▼▼▼

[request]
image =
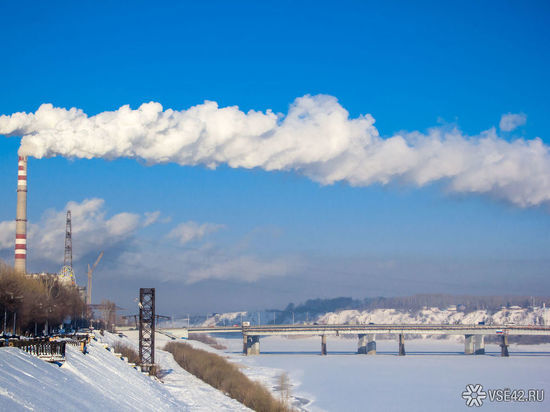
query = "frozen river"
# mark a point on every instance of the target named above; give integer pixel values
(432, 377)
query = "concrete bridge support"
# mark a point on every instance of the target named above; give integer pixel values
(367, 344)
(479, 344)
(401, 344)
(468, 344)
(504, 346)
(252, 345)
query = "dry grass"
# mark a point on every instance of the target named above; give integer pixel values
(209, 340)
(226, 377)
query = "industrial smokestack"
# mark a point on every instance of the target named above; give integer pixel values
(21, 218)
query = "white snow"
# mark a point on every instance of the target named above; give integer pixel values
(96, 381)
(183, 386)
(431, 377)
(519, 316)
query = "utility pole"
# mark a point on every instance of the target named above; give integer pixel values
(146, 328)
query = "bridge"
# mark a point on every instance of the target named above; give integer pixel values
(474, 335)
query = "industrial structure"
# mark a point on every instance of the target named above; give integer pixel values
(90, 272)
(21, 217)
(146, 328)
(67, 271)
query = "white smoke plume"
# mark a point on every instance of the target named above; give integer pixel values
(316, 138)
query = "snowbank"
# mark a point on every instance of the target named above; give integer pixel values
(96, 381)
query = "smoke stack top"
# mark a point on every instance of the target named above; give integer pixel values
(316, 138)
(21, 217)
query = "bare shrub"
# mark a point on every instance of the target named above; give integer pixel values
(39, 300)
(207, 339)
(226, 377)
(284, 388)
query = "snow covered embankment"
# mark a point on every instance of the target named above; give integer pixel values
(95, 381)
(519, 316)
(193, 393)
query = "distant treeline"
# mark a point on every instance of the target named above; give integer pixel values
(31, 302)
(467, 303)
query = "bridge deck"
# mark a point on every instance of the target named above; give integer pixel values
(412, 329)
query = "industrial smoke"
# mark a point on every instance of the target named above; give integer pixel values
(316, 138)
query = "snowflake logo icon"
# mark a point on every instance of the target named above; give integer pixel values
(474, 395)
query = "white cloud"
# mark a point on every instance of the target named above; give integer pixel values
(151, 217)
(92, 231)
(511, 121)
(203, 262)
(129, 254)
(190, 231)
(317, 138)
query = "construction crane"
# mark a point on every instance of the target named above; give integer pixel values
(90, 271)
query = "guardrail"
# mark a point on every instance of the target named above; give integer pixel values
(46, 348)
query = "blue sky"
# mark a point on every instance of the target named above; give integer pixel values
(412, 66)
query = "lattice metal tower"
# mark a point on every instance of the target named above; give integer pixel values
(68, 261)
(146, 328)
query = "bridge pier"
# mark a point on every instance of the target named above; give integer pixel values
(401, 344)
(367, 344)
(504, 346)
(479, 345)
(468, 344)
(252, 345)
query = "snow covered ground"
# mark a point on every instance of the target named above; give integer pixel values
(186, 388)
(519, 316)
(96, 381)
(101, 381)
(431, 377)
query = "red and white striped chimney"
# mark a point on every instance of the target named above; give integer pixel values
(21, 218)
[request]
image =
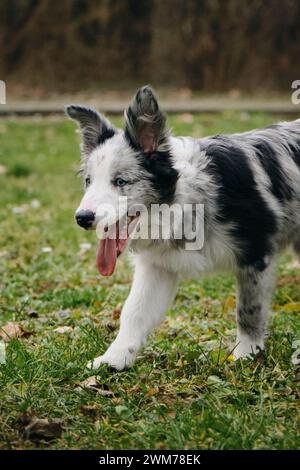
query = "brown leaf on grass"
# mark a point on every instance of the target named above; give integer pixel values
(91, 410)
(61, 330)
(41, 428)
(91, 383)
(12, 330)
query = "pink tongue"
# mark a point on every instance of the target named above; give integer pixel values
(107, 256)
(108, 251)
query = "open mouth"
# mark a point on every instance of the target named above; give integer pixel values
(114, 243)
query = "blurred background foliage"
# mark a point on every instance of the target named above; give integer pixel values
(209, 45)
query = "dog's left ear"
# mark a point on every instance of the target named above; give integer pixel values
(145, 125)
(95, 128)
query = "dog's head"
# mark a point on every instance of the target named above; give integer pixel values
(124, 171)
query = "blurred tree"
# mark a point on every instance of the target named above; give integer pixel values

▲▲▲

EXERCISE PROMPT >> Write down exactly the lines running from the line with "and white striped" through the end of the material, both ends included, and none of the pictures.

FINISHED TASK >>
query = "red and white striped chimney"
# mark a point on every instance of the target named above; give integer pixel values
(21, 218)
[request]
image =
query = "brown leaf on grass"
# mark a point on every instance of the target named above; give integer pixel values
(91, 410)
(61, 330)
(41, 428)
(91, 383)
(12, 330)
query = "pink tongue"
# mark a point on every instance of the target named above; give integer pixel values
(107, 256)
(108, 251)
query = "open mouth"
# mark a point on every instance of the target named above; give integer pixel values
(114, 243)
query = "blurred background foliage"
# mark a point on every instance of the target named above; give integer pixel values
(209, 45)
query = "dog's left ear"
# mark a point on every instance of the target named above; give integer pixel values
(145, 125)
(95, 128)
query = "dog's head"
# mark a point on every instance of the target named above; give integer pixel values
(124, 171)
query = "blurred tree"
# mark a point on every instance of the target named above; give integer pixel values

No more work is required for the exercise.